● **Problem requirements**: Repeat back every line of the data, exactly.
(Excerpted data)
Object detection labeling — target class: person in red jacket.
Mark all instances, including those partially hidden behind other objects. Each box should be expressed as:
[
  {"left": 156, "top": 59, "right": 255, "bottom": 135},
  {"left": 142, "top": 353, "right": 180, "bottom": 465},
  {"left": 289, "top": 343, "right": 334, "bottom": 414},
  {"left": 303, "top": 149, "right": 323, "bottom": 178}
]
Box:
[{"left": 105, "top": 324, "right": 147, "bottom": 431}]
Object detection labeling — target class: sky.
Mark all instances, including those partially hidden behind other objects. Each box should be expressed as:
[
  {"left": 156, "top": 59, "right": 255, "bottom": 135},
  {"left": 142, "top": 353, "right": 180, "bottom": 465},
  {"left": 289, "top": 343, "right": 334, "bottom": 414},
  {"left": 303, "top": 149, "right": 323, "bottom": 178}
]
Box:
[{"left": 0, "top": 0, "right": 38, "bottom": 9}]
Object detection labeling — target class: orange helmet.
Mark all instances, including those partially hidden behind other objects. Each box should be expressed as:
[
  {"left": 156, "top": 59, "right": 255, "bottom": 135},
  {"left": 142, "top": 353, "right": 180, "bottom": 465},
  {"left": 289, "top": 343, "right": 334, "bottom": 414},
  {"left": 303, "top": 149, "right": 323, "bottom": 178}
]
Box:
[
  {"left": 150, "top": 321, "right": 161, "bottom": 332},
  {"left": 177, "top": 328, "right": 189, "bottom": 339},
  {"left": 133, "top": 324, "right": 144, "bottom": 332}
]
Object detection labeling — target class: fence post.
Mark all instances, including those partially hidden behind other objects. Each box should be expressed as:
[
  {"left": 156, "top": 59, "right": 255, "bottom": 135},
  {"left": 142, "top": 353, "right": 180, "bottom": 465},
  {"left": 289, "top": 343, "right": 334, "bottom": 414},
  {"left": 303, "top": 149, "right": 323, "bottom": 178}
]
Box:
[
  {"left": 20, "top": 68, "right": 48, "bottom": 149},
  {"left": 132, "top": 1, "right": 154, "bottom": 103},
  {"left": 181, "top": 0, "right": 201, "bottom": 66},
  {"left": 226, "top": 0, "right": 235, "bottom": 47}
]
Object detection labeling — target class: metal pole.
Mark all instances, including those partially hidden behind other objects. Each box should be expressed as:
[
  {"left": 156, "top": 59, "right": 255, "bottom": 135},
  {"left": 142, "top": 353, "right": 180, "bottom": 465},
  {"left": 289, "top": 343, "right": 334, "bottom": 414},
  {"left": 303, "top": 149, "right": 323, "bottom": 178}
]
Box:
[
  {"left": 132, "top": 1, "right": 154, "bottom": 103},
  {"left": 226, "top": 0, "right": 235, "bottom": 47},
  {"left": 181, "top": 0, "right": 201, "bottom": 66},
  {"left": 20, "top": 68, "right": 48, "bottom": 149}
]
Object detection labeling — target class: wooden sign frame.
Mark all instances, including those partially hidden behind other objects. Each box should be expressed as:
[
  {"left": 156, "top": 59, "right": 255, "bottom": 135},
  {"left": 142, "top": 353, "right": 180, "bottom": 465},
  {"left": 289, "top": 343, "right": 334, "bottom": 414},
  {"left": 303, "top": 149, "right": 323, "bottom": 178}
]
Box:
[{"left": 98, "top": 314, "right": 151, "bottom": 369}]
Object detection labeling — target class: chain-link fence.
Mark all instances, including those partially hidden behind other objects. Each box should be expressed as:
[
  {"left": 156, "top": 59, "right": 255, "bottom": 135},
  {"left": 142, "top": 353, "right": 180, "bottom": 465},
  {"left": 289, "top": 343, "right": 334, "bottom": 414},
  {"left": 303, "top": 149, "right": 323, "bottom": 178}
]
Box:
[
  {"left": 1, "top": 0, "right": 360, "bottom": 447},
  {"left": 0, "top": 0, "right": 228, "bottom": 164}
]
(End Excerpted data)
● **Finished exercise**:
Object detection labeling — target class: person in red jacket.
Mark all instances, including those partially hidden behind other objects. Each box should be expressed as:
[
  {"left": 156, "top": 59, "right": 255, "bottom": 135},
  {"left": 142, "top": 353, "right": 180, "bottom": 465},
  {"left": 289, "top": 343, "right": 334, "bottom": 414},
  {"left": 303, "top": 149, "right": 323, "bottom": 178}
]
Box:
[{"left": 105, "top": 324, "right": 147, "bottom": 431}]
Object detection labeling — target class: sky.
Mark all instances, including those partially hidden behind other objects. Each box should be expressed as:
[
  {"left": 156, "top": 59, "right": 255, "bottom": 135},
  {"left": 142, "top": 353, "right": 180, "bottom": 465},
  {"left": 289, "top": 343, "right": 334, "bottom": 414},
  {"left": 303, "top": 149, "right": 323, "bottom": 178}
]
Box:
[{"left": 0, "top": 0, "right": 38, "bottom": 9}]
Object detection labeling — target class: orange helmet.
Mark all instances, including those partially hidden behind other objects. Each box should be expressed as:
[
  {"left": 156, "top": 59, "right": 255, "bottom": 135},
  {"left": 142, "top": 353, "right": 180, "bottom": 465},
  {"left": 289, "top": 343, "right": 334, "bottom": 414},
  {"left": 303, "top": 149, "right": 323, "bottom": 178}
]
Box:
[
  {"left": 150, "top": 321, "right": 161, "bottom": 332},
  {"left": 177, "top": 328, "right": 189, "bottom": 339},
  {"left": 133, "top": 324, "right": 144, "bottom": 332}
]
Object detection labeling — target class: fence post.
Mark all instances, including those partially hidden behind other objects. Each box should be expressed as:
[
  {"left": 156, "top": 59, "right": 255, "bottom": 135},
  {"left": 142, "top": 353, "right": 180, "bottom": 465},
  {"left": 289, "top": 343, "right": 334, "bottom": 414},
  {"left": 303, "top": 149, "right": 323, "bottom": 178}
]
Box:
[
  {"left": 20, "top": 68, "right": 48, "bottom": 149},
  {"left": 132, "top": 1, "right": 154, "bottom": 103},
  {"left": 181, "top": 0, "right": 201, "bottom": 66},
  {"left": 226, "top": 0, "right": 235, "bottom": 47}
]
Object detection labeling — target class: metal pole.
Mark all instances, including those partially hidden behind other objects. Each box should be expressed as:
[
  {"left": 156, "top": 59, "right": 255, "bottom": 135},
  {"left": 142, "top": 353, "right": 180, "bottom": 465},
  {"left": 289, "top": 343, "right": 334, "bottom": 414},
  {"left": 303, "top": 149, "right": 323, "bottom": 178}
]
Box:
[
  {"left": 132, "top": 1, "right": 154, "bottom": 103},
  {"left": 226, "top": 0, "right": 235, "bottom": 47},
  {"left": 181, "top": 0, "right": 201, "bottom": 66},
  {"left": 20, "top": 68, "right": 48, "bottom": 149}
]
Object detection labeling — target class: wooden sign frame.
Mark all instances, including those partially hidden behind other objects. Each box should be expressed as:
[
  {"left": 156, "top": 59, "right": 255, "bottom": 135},
  {"left": 142, "top": 353, "right": 180, "bottom": 465},
  {"left": 289, "top": 343, "right": 334, "bottom": 414},
  {"left": 303, "top": 149, "right": 323, "bottom": 178}
]
Box:
[{"left": 98, "top": 314, "right": 151, "bottom": 369}]
Object detection labeling — target class: chain-link fence.
Mark all instances, including those partially hidden behind other objects. Each box should be expressed as:
[
  {"left": 156, "top": 59, "right": 255, "bottom": 135},
  {"left": 142, "top": 353, "right": 180, "bottom": 465},
  {"left": 289, "top": 343, "right": 334, "bottom": 414},
  {"left": 303, "top": 149, "right": 323, "bottom": 178}
]
Box:
[
  {"left": 1, "top": 0, "right": 360, "bottom": 447},
  {"left": 0, "top": 0, "right": 228, "bottom": 164}
]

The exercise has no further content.